- **Texto**:
“NO LOS DEJARÉ SOLOS”

La liturgia de la Palabra de este domingo empieza con un nuevo fragmento de los Hechos de los apóstoles que evocan los primeros momentos de la evangelización fuera de Palestina. La fuerte represión de los judíos de tendencia farisea en Jerusalén obligó a que los judíos cristianos de habla griega salieran hacia el norte de la Ciudad Santa, llegando a algunos pueblos de la apartada Samaria, e incluso entraron a los pueblos de la costa y otros se desviaron a Damasco, donde fueron predicando a los nuevos hermanos que con alegría acogían el evangelio de Cristo. Felipe, uno de los diáconos judeo-helenistas, llega a esta región de Samaría y encontró buena aceptación ante los prodigios que fue realizando. Ante las buenas referencias de esta misión, los apóstoles Pedro y Juan deciden visitar estas comunidades para fortalecer los lazos con la sede de Jerusalén. De esta forma, el Espíritu Santo fue derramándose entre los fieles mediante el gesto de la imposición de las manos de los apóstoles consolidando la aceptación de la fe en Cristo por medio del bautismo. Si esto se daba al comienzo, la carta de Pedro, uno de los últimos textos del NT que guarda esa tradición del primer apóstol, refiere la paciencia y firmeza con la que los cristianos ante una sociedad pagana y exigente a fines del s. I, deben dar razón de su esperanza sin violencia ni discusiones vanas, solo con la mansedumbre y el respeto de hombres y mujeres de paz. Si esto puede suscitar la reacción virulenta de los demás, no hay mayor mérito que el soportar con fortaleza las injurias como las aguantó el mismo Cristo en su pasión. Pero hay una confianza mayor en este aguante: la vida venció a la muerte; la maldad no tiene la última palabra, sino Cristo Jesús.

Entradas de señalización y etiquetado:
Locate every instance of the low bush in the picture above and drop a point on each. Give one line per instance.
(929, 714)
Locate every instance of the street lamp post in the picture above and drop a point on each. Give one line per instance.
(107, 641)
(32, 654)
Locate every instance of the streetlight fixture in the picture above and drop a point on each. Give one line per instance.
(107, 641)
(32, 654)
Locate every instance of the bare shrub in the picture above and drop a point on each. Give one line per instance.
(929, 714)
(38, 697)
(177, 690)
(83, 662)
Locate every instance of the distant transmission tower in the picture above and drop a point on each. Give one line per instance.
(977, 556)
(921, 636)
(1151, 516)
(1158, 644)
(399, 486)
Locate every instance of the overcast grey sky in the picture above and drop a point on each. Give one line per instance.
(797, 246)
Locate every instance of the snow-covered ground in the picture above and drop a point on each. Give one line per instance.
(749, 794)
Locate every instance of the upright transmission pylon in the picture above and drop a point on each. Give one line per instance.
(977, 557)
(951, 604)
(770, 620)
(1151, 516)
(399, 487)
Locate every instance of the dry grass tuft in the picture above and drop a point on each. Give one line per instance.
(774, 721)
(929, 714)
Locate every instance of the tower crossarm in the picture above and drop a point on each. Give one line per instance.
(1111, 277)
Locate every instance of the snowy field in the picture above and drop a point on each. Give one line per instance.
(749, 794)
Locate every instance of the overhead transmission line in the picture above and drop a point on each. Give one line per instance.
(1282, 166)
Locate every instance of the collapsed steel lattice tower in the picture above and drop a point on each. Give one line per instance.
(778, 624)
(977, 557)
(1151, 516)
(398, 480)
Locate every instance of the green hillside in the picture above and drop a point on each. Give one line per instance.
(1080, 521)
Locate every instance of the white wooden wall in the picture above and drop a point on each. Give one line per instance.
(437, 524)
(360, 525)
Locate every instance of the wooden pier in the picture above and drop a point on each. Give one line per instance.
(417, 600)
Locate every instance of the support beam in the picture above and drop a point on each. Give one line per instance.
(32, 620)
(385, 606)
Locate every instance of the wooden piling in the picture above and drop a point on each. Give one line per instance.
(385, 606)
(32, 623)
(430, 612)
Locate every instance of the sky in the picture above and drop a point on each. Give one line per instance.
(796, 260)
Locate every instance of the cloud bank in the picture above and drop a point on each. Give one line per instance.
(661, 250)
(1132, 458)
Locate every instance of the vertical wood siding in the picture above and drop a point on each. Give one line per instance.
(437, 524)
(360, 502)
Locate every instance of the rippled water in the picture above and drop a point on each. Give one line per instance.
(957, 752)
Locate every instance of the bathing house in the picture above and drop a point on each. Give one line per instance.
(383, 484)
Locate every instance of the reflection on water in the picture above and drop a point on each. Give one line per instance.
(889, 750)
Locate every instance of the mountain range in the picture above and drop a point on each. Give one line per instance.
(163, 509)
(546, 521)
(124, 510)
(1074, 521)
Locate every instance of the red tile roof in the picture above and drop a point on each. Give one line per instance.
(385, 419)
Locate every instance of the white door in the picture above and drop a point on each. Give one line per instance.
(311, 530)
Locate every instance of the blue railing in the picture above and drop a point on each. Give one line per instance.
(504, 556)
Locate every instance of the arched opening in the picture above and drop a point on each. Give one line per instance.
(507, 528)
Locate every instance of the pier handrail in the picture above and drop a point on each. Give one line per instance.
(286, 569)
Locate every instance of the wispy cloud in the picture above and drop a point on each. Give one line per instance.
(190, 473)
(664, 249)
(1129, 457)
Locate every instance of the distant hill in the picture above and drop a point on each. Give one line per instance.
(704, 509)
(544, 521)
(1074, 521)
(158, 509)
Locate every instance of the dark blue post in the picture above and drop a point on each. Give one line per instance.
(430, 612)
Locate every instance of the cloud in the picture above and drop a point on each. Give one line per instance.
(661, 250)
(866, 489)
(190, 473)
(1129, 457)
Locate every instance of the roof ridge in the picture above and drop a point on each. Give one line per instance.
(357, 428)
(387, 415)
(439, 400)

- **Enunciado 1**: Según el texto, ¿qué diácono judeo-helenista llega a la región de Samaría?
- **Enunciado 2**: Duplica sin cambios las líneas del listado que empiezan en la que contiene "Locate every instance of the overhead" y terminan en la que contiene "(1282, 166)", ambas incluidas.

- **Resultado 1**: Felipe.

- **Resultado 2**:
Locate every instance of the overhead transmission line in the picture above and drop a point on each. Give one line per instance.
(1282, 166)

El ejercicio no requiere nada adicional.